_REQUIRED ACTION_:
Each line of the data below from the one holding "Would you mind marking the bamboo" to the one holding "Would you mind marking the panda", inclusive, is to be reproduced exactly; no other line belongs in the answer.

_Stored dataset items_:
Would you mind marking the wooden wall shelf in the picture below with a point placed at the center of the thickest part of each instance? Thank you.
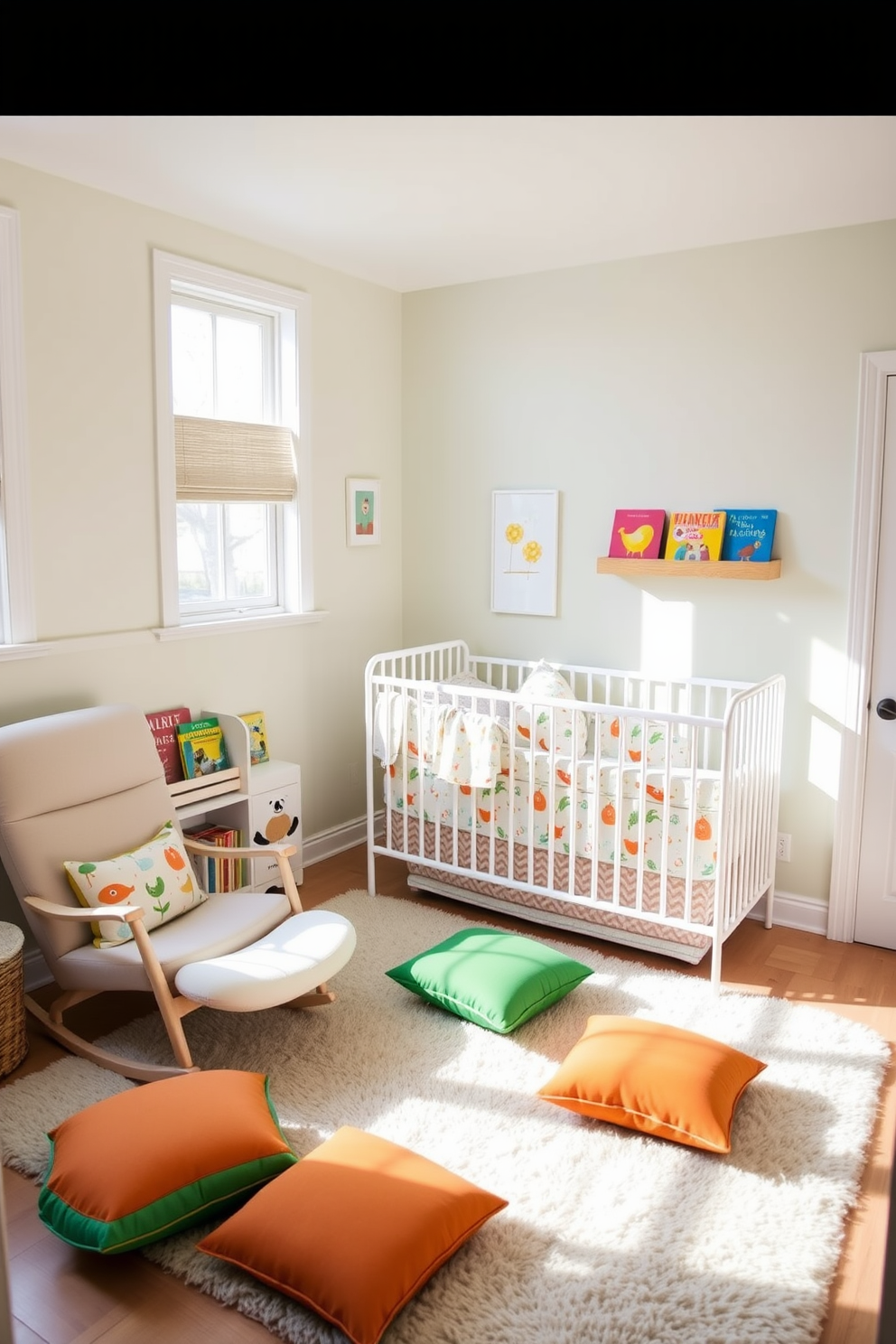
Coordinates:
(691, 570)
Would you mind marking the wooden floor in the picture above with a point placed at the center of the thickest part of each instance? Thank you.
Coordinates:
(62, 1296)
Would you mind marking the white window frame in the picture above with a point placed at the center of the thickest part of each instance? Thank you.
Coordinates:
(173, 275)
(18, 625)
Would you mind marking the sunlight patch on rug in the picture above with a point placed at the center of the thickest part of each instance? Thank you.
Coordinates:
(609, 1236)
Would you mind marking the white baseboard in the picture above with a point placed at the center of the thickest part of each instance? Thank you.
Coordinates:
(791, 911)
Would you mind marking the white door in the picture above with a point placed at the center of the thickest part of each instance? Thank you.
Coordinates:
(876, 891)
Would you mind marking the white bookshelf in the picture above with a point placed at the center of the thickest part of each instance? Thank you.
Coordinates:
(265, 801)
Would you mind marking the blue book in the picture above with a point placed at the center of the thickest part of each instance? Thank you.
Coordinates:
(749, 534)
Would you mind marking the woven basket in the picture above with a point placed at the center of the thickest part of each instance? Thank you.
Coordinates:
(14, 1039)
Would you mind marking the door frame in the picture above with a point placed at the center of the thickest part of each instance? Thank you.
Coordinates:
(874, 369)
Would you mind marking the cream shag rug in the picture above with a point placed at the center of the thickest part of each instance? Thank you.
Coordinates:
(609, 1236)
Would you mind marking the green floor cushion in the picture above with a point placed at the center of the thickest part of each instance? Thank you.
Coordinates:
(495, 979)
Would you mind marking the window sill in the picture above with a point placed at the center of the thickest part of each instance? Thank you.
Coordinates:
(237, 625)
(10, 652)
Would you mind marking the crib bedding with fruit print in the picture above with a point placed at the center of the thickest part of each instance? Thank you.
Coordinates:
(639, 809)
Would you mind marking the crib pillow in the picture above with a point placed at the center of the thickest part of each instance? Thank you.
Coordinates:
(480, 705)
(546, 683)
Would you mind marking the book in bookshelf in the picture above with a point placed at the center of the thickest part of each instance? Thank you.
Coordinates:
(257, 737)
(695, 537)
(164, 729)
(201, 746)
(750, 534)
(637, 534)
(219, 873)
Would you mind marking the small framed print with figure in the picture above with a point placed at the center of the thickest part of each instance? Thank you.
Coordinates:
(363, 512)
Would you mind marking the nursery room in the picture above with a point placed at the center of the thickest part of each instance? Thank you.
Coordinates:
(446, 729)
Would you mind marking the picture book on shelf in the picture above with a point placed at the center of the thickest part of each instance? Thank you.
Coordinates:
(695, 537)
(749, 534)
(201, 748)
(257, 737)
(637, 534)
(164, 730)
(219, 873)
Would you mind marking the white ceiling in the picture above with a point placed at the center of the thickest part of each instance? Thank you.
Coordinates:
(422, 201)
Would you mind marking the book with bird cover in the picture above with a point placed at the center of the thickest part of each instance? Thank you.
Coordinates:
(164, 729)
(201, 748)
(749, 534)
(637, 534)
(695, 537)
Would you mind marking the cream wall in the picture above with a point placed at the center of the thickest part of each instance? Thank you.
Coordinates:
(703, 379)
(90, 406)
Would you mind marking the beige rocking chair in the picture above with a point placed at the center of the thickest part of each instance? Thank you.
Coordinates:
(89, 782)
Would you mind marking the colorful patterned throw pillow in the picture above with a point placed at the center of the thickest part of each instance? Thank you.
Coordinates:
(157, 876)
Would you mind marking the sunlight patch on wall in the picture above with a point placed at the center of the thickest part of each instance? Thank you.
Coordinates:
(824, 757)
(827, 677)
(667, 638)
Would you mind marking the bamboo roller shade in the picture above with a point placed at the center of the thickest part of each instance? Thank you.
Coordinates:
(229, 460)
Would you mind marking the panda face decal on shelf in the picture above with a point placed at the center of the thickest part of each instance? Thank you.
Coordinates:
(280, 826)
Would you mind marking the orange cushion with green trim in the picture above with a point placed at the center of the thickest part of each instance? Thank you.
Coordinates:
(655, 1078)
(156, 1159)
(353, 1230)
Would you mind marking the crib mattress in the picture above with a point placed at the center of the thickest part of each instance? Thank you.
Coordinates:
(576, 809)
(457, 850)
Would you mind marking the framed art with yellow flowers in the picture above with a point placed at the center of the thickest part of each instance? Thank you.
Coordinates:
(524, 551)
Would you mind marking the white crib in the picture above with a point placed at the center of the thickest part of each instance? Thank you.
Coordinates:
(636, 809)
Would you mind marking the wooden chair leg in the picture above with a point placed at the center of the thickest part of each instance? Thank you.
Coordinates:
(313, 999)
(141, 1073)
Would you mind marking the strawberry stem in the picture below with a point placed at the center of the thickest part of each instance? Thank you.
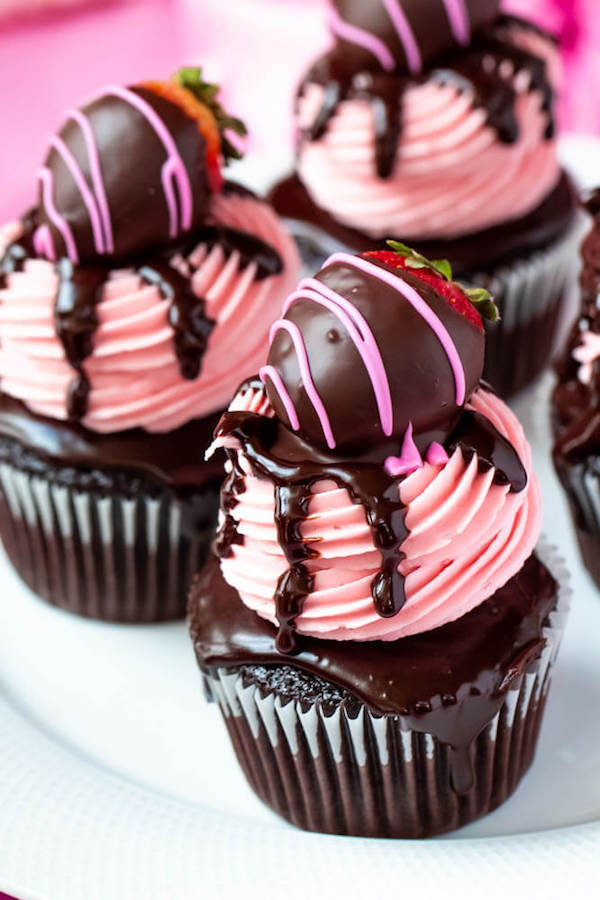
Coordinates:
(206, 93)
(480, 298)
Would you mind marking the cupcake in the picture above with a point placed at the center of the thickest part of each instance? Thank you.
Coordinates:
(133, 299)
(434, 121)
(576, 406)
(375, 622)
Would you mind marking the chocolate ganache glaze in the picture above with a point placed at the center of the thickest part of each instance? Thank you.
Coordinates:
(424, 678)
(99, 208)
(448, 681)
(348, 75)
(415, 406)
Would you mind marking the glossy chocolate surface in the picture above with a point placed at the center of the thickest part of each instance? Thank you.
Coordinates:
(80, 289)
(449, 682)
(132, 158)
(344, 75)
(294, 466)
(174, 459)
(434, 31)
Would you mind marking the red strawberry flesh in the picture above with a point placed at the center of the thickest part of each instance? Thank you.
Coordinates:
(452, 292)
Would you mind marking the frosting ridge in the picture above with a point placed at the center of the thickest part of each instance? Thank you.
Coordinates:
(463, 529)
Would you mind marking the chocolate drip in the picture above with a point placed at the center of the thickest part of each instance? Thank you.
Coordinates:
(382, 91)
(385, 96)
(232, 487)
(536, 67)
(449, 682)
(251, 249)
(475, 434)
(293, 473)
(80, 289)
(75, 320)
(491, 91)
(467, 69)
(186, 316)
(294, 585)
(172, 460)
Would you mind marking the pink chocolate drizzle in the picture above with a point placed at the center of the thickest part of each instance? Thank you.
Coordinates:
(362, 336)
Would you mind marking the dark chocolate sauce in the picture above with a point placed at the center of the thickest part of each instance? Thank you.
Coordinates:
(80, 290)
(482, 251)
(382, 91)
(187, 316)
(475, 69)
(293, 587)
(173, 460)
(449, 682)
(251, 249)
(475, 434)
(75, 321)
(232, 487)
(293, 475)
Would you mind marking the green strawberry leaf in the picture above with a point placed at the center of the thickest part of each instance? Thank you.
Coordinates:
(416, 260)
(484, 304)
(190, 77)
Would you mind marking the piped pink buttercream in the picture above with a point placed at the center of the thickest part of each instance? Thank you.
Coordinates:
(453, 175)
(467, 537)
(133, 370)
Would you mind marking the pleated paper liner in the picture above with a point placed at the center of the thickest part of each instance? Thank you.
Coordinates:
(369, 775)
(536, 296)
(106, 555)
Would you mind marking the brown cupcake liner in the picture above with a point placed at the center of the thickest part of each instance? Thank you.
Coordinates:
(375, 776)
(105, 555)
(537, 298)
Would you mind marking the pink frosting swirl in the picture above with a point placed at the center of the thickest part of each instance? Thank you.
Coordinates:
(134, 374)
(453, 175)
(468, 537)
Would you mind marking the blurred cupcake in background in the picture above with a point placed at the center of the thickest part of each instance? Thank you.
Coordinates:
(133, 299)
(576, 406)
(380, 625)
(434, 122)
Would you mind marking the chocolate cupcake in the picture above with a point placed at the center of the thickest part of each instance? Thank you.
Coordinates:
(576, 406)
(434, 122)
(133, 298)
(376, 624)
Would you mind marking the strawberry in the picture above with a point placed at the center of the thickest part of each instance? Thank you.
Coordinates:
(198, 99)
(473, 304)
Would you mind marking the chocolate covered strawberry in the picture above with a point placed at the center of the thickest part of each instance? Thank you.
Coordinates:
(473, 303)
(98, 187)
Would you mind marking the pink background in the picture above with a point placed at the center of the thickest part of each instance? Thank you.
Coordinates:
(256, 48)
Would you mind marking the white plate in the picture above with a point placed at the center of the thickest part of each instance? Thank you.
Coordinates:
(118, 781)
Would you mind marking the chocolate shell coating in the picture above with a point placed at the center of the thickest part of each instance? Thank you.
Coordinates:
(411, 30)
(117, 151)
(420, 376)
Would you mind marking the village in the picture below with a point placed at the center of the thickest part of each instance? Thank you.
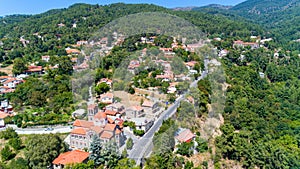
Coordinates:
(122, 115)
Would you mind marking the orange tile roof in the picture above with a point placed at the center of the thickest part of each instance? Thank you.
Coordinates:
(69, 51)
(80, 131)
(3, 115)
(97, 129)
(110, 112)
(71, 157)
(136, 108)
(147, 103)
(5, 77)
(110, 95)
(185, 136)
(118, 131)
(106, 134)
(100, 115)
(111, 121)
(110, 127)
(83, 123)
(92, 106)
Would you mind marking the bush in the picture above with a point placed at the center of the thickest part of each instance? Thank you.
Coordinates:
(15, 143)
(129, 144)
(8, 133)
(202, 145)
(6, 153)
(185, 149)
(138, 132)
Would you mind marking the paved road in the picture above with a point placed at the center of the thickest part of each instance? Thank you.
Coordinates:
(41, 130)
(141, 148)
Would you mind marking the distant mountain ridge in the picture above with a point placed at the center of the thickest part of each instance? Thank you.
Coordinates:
(265, 6)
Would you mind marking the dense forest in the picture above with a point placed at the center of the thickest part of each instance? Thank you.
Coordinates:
(262, 126)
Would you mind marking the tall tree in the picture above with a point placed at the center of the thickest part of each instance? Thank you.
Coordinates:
(95, 151)
(41, 150)
(19, 66)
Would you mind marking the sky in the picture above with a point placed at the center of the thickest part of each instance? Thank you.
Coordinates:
(9, 7)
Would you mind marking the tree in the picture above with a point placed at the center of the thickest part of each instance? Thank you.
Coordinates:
(6, 153)
(41, 150)
(95, 151)
(19, 163)
(129, 144)
(202, 145)
(8, 133)
(110, 154)
(126, 163)
(185, 149)
(65, 65)
(19, 66)
(102, 88)
(15, 143)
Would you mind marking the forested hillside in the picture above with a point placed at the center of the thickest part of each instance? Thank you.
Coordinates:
(262, 126)
(277, 16)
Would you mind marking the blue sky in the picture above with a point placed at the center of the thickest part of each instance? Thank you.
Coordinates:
(8, 7)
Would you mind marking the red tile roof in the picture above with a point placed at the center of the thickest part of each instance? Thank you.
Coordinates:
(106, 134)
(3, 115)
(71, 157)
(100, 115)
(80, 131)
(83, 123)
(97, 129)
(110, 127)
(110, 112)
(185, 136)
(136, 108)
(147, 103)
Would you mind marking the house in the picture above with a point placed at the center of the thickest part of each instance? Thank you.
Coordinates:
(167, 76)
(98, 124)
(150, 106)
(190, 65)
(71, 157)
(107, 98)
(193, 47)
(172, 88)
(46, 58)
(78, 113)
(107, 81)
(142, 123)
(134, 112)
(82, 42)
(133, 65)
(34, 70)
(72, 51)
(118, 107)
(184, 135)
(61, 25)
(2, 117)
(261, 75)
(12, 83)
(242, 44)
(74, 60)
(223, 53)
(5, 89)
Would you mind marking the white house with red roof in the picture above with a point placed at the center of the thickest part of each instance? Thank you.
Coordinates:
(184, 135)
(134, 112)
(98, 124)
(46, 58)
(107, 98)
(71, 157)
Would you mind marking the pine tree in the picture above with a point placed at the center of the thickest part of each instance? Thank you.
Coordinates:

_OUTPUT BELOW_:
Would you mind marking the bamboo roller shade in the picture above with a point placed at the center of the thickest part of each instance? Thank you.
Coordinates:
(229, 460)
Would you mind marking the panda face decal on shelf in the picture above with a point placed at the center of the thickest part of each instance? Thank you.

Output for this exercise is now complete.